- _Reading text_:
** Begin **
Vacancy


The Sweet Smell of St.Louis

Posted in Road Trip by Jacqueline Iannacone on June 6, 2010

How does a free jazz and blues concert in the Botanical Gardens where you can bring your own booze and dance the night away under the stars sound?  I’m thinking perfection.  And perfection it was.

The first night we arrived in St.Louis; Steve the person we were staying with, invited Clare and I to the Whitaker Music Festival right up the road from where he lived.  What we were in for was a lot more exciting and phenomenal then one could imagine.  Denise Thimes, “St. Louis’ celebrated jazz diva” as Rob Thurman from the Missouri Botanical Gardens described, was breath taking.  I didn’t know what was better, the little six year olds dancing on the stage to her sounds, the cross dressing flamenco dancer behind us or the fact that at one point everyone attending the concert got on there feet and began dancing and singing “… Aint gonna do for love, what I would not do…”.  For someone coming off an eight hour stretch of road, this night was beyond believe.  At one point, I stood up looked around took a deep breath and realized where I was, who I was with and how incredible this has been so far.  I came to the revelation that, this concert, these people and this night could not happen any where else but here… and I was so thankful that I had the opportunity to see such a fun loving group of people dancing, singing, drinking and laughing as if there wasn’t a care in the world.
** End **
- _Dataset excerpt_:
** Begin **
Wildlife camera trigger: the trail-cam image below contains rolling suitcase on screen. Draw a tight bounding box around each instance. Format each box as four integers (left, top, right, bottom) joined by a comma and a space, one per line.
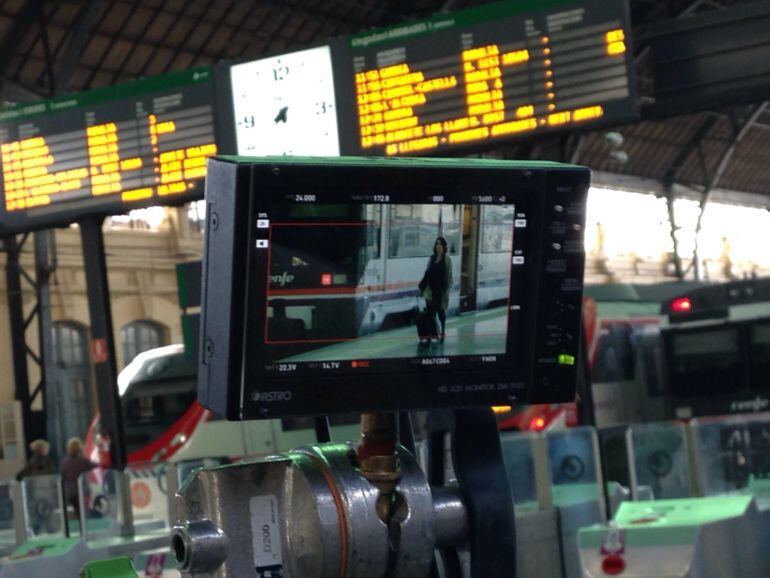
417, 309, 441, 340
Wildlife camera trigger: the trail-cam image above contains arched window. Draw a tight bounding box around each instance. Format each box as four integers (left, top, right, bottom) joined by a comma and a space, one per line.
** End **
- _Required work_:
#1 Condense the paragraph of the St. Louis post that begins "The first night we arrived" into a shorter paragraph that keeps its main facts.
#2 From the St. Louis post, write out the stretch from "Posted in Road" through "perfection it was.".

- _The results_:
#1 On our first night in St. Louis, our host Steve invited Clare and me to the Whitaker Music Festival near his home, and it was far more exciting than expected. Denise Thimes, whom Rob Thurman of the Missouri Botanical Gardens called "St. Louis' celebrated jazz diva," was breathtaking. Highlights included six-year-olds dancing on stage, a cross-dressing flamenco dancer behind us, and the whole crowd rising to dance and sing. After eight hours on the road, the night felt unbelievable. I realized it could only happen there and felt thankful to see such a carefree crowd dancing, singing, drinking and laughing.

#2
Posted in Road Trip by Jacqueline Iannacone on June 6, 2010

How does a free jazz and blues concert in the Botanical Gardens where you can bring your own booze and dance the night away under the stars sound?  I’m thinking perfection.  And perfection it was.